Required work: Can you render the stretch from the line containing "of the stainless" through the end of the data as a JSON list of strings, one string per line, with blank lines left out?

Information given:
# # # #

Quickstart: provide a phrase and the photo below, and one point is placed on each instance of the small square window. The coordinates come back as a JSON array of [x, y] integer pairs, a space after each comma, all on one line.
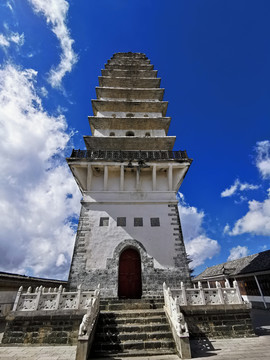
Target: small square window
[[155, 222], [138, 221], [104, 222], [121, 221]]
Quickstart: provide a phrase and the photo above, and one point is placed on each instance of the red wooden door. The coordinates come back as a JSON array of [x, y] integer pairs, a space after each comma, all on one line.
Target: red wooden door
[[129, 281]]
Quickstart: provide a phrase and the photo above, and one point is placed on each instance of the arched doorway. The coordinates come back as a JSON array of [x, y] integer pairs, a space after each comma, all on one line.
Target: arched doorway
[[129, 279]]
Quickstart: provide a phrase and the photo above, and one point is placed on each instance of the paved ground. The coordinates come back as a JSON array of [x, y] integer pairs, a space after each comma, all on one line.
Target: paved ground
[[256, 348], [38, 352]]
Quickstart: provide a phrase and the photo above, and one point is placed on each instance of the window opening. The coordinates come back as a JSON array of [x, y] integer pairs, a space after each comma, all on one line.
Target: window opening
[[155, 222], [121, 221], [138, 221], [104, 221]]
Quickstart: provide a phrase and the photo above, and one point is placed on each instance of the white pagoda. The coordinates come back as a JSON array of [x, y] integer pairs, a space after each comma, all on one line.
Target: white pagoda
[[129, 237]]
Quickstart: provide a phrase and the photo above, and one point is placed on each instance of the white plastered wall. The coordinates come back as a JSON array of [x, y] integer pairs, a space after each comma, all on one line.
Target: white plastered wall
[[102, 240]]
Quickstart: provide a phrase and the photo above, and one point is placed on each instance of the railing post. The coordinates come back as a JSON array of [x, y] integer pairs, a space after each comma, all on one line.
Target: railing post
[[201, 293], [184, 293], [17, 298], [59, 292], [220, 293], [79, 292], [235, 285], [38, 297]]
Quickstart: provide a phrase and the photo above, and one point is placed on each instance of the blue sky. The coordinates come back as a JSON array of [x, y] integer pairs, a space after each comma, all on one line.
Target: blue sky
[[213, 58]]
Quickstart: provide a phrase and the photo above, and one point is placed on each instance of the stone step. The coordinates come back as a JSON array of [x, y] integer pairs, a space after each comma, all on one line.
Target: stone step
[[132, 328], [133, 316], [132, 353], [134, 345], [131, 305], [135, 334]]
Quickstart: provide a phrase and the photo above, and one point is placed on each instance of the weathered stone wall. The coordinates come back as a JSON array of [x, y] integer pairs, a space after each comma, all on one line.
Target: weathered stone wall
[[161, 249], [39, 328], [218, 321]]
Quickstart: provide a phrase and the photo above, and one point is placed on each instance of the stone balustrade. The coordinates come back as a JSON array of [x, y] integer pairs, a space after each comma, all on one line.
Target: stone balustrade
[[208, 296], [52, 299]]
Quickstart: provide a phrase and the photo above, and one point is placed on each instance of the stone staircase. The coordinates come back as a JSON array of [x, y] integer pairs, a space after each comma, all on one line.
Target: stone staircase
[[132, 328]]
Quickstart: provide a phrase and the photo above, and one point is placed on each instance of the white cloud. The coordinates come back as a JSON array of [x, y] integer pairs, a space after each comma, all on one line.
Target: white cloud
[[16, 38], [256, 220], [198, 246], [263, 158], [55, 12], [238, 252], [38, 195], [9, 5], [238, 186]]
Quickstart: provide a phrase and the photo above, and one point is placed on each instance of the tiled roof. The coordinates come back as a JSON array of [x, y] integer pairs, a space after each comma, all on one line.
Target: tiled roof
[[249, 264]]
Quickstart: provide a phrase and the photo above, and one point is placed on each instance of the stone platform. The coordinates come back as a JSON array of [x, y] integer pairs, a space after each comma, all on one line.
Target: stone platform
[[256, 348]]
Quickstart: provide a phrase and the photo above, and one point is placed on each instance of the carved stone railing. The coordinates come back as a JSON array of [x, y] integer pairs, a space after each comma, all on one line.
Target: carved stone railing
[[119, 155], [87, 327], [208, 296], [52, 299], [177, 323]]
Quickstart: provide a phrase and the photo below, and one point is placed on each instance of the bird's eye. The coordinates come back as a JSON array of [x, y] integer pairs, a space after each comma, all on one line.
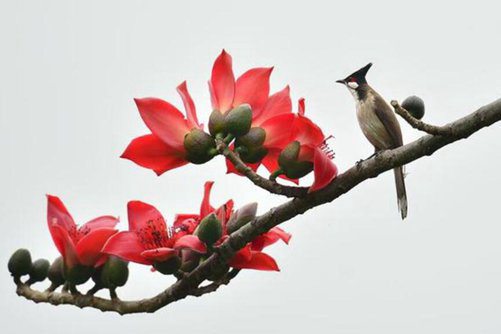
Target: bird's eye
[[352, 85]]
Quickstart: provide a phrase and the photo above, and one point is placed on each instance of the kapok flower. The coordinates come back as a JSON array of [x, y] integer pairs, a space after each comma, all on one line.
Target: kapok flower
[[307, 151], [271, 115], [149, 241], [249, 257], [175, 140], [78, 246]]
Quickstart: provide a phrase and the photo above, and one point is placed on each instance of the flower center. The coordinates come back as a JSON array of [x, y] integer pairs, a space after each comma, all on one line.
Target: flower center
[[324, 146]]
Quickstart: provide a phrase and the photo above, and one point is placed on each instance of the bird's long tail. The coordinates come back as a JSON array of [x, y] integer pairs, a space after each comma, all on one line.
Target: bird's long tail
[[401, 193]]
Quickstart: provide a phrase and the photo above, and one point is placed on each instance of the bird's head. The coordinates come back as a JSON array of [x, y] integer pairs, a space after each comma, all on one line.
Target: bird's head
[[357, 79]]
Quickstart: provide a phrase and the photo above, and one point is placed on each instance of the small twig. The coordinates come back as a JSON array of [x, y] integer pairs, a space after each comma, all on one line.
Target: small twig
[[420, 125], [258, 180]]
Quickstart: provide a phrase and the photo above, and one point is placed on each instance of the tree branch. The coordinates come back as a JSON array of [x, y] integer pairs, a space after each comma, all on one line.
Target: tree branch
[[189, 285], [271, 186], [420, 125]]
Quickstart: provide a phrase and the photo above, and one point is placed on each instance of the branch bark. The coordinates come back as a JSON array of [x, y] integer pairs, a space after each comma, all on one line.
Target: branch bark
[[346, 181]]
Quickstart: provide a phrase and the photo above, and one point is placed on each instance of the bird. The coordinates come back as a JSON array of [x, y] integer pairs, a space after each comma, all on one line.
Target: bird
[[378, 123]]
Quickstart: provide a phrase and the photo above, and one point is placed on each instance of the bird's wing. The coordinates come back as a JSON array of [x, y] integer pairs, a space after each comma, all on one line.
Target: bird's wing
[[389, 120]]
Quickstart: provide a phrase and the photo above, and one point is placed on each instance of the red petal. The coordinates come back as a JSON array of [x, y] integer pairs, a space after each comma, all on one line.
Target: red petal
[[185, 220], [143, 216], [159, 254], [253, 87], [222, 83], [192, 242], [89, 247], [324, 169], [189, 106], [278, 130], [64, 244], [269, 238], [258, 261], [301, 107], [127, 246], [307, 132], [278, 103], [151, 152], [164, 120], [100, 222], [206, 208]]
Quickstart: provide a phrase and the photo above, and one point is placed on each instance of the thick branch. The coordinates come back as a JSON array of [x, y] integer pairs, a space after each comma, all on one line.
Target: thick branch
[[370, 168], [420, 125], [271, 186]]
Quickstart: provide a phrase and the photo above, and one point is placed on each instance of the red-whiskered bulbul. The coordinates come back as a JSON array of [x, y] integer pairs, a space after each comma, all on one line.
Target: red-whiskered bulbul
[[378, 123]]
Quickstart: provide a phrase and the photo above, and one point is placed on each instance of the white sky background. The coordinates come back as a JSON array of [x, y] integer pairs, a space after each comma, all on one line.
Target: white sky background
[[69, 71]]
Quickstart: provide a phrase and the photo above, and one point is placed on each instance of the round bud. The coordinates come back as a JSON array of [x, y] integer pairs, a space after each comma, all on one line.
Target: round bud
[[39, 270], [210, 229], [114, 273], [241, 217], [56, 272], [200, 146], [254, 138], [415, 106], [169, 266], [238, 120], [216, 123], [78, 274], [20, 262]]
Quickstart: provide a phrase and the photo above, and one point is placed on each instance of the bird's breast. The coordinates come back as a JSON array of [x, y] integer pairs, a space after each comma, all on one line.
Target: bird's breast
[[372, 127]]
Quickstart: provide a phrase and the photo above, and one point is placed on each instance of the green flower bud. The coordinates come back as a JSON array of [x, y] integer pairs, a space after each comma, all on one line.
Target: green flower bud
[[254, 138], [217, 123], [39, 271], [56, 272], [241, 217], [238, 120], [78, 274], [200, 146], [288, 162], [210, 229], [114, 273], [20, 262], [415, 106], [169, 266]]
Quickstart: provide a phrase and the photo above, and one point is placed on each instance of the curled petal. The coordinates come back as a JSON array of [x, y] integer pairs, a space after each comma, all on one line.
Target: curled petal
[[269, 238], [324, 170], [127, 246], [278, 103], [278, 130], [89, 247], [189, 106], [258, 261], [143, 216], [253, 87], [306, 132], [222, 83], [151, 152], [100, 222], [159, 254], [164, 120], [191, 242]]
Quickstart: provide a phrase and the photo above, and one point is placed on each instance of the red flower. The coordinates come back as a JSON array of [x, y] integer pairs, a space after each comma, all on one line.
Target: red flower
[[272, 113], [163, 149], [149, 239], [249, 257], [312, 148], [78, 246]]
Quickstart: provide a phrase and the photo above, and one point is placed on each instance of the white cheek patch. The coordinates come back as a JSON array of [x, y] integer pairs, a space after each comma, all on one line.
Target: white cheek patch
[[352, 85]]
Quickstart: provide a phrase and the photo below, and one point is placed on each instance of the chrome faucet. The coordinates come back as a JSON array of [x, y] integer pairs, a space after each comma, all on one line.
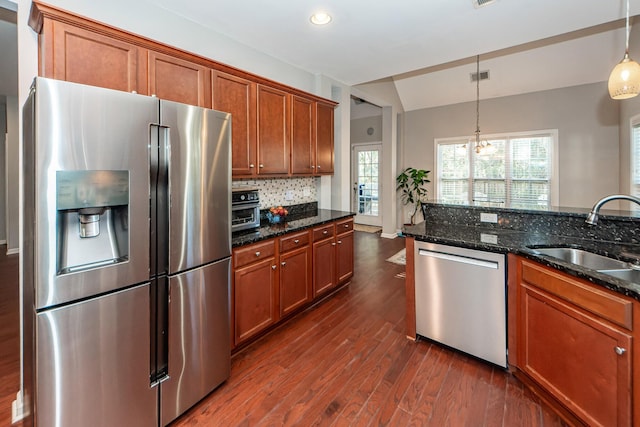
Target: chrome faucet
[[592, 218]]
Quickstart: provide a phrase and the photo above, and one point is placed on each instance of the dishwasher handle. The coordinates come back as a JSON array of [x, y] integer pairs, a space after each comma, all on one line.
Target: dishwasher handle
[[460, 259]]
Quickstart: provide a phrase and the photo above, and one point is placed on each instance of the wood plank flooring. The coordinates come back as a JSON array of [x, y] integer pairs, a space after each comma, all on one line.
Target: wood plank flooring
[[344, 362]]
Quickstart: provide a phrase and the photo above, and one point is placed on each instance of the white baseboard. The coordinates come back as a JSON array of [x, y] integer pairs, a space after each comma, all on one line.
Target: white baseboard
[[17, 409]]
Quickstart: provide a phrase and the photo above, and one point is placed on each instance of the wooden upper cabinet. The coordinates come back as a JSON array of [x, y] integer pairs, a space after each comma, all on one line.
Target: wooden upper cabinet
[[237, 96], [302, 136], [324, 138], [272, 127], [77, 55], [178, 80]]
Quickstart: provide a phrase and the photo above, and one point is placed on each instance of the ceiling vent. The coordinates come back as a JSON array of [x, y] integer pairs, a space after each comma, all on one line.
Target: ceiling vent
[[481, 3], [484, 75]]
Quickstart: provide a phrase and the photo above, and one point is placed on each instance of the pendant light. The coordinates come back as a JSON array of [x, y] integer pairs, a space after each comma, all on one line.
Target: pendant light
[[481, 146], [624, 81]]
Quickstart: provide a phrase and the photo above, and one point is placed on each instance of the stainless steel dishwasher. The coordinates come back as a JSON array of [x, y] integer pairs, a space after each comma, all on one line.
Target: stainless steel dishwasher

# # # #

Correct result:
[
  "Quickstart: provide a phrase and the photo above, and one point is placed on each instance of the stainless steel dishwasher. The coordinates come back as a JSON array of [x, y] integer pairs, a space after each comma, all on one line.",
  "Target: stainless steel dishwasher"
]